Tasks to complete ::
**A.** In the editor notes, what color does code appear in the Markdown pane?
**B.** Please say whether each statement agrees with the editor notes, answering yes or no and quoting the deciding words: (i) The undo and redo buttons are gone from the formatting bar. (ii) The Markdown highlighting is currently CommonMark compliant. (iii) Stack Snippets can be added to a post while the alpha is enabled.

------ Selection ------

Syntax highlighting in Markdown mode

You’ll notice your Markdown experience is a bit less monotonous because it now responds to the Markdown you use by changing the text in the pane - headings will be larger, bold text will appear bold, as will italics, and links will be in blue and code will be in grey. I’ve found this really helpful in drafting posts as it identifies a lot of the Markdown errors I might have made, making it so I’m less likely to even need to look at the preview. This isn’t currently CommonMark compliant but we’re working on improving it.

Changes to formatting buttons

We’ve removed some buttons and added some new buttons to the ones available for formatting. Here’s what the formatting bar looks like now:

A screenshot of the post formatting bar showing the various buttons. In order from left to right there's the header button, bold, italic, inline code, links, quotes, block code formatting, image uploading, tables, ordered lists, unordered lists, horizontal rule, and a question mark for help. On the far right is the "Markdown" switch

Removed:

  • Undo/redo - these features still work with your standard key combinations but we’ve removed the buttons themselves - we’ve also improved undo/redo history support to be much more reliable overall.
  • Stack Snippets (temporary) - We couldn't get Snippets built into the initial alpha test, so if you need to add a snippet to a post, you'll need to disable the alpha to do so.

------ Dataset excerpts ------

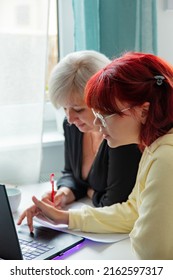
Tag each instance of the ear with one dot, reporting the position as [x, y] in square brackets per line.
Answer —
[144, 111]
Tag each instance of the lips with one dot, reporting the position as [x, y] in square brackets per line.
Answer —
[105, 136]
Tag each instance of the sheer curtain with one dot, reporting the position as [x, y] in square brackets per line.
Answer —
[23, 57]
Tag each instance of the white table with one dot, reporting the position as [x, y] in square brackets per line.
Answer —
[88, 250]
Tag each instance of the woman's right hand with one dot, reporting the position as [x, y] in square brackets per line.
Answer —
[63, 196]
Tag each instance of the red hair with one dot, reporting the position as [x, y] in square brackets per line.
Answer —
[131, 79]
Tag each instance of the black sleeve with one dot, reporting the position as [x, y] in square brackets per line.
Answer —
[123, 164]
[71, 174]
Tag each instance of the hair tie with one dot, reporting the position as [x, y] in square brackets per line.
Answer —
[159, 79]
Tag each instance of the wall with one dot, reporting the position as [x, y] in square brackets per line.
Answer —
[164, 30]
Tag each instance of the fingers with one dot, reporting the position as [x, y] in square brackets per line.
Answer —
[29, 214]
[50, 211]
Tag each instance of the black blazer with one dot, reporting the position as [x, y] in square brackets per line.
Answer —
[112, 175]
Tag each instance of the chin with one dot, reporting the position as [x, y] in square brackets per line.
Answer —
[112, 144]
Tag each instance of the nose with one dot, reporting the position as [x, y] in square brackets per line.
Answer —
[71, 115]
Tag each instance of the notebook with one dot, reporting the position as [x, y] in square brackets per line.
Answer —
[18, 244]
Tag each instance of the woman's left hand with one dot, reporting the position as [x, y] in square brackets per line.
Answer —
[40, 207]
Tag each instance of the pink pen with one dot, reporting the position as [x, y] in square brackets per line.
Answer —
[52, 183]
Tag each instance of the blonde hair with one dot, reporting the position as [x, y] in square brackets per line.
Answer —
[71, 74]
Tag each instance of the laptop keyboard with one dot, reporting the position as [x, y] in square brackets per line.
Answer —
[33, 249]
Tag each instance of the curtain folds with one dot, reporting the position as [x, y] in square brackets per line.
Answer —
[23, 56]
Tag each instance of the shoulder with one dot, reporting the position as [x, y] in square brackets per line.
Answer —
[130, 150]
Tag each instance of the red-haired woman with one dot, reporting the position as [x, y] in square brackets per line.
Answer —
[132, 99]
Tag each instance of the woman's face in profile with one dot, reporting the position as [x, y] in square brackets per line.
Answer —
[78, 113]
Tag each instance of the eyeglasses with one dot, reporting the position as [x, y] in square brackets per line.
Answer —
[103, 119]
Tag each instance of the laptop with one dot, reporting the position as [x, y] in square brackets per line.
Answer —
[19, 244]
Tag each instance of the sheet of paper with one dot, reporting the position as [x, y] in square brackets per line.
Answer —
[99, 237]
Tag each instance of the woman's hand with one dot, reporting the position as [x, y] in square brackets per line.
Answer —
[63, 196]
[41, 207]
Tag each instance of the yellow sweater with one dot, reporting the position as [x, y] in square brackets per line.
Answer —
[148, 213]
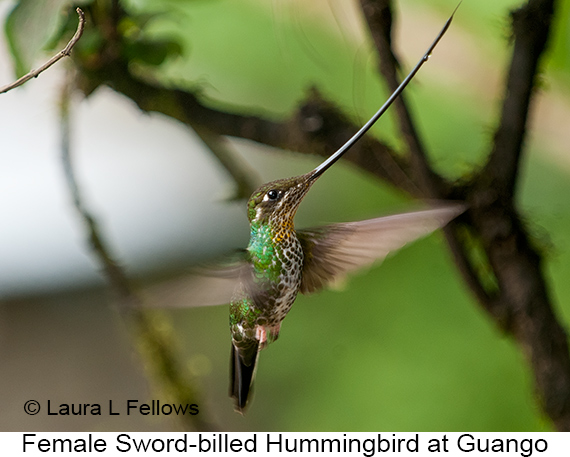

------

The results ::
**A.** Grey.

**B.**
(i) Yes: "we’ve removed the buttons themselves"
(ii) No: "This isn’t currently CommonMark compliant"
(iii) No: "you'll need to disable the alpha to do so"